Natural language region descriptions
____________

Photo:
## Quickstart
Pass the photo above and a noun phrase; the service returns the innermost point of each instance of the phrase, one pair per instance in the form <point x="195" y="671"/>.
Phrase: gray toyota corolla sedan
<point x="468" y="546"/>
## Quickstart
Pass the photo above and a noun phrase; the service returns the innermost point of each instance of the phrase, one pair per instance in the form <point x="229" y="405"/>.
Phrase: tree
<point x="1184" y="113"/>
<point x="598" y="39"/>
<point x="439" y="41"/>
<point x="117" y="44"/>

____________

• _What this task involves_:
Copy each record from above exactly, and include every line.

• _Answer box_:
Photo:
## Quickstart
Pass the photo above and a noun phrase; the service returns the innermost point of each instance of the phrase, one pair per instance in the form <point x="195" y="671"/>.
Phrase: gray toyota corolla sedan
<point x="468" y="546"/>
## Quickstart
Pass the photo above and a noun phrase; the service returns the innermost point of each instance of the phrase, one pair per instance in the form <point x="229" y="405"/>.
Phrase: tree
<point x="1184" y="113"/>
<point x="598" y="39"/>
<point x="439" y="41"/>
<point x="117" y="44"/>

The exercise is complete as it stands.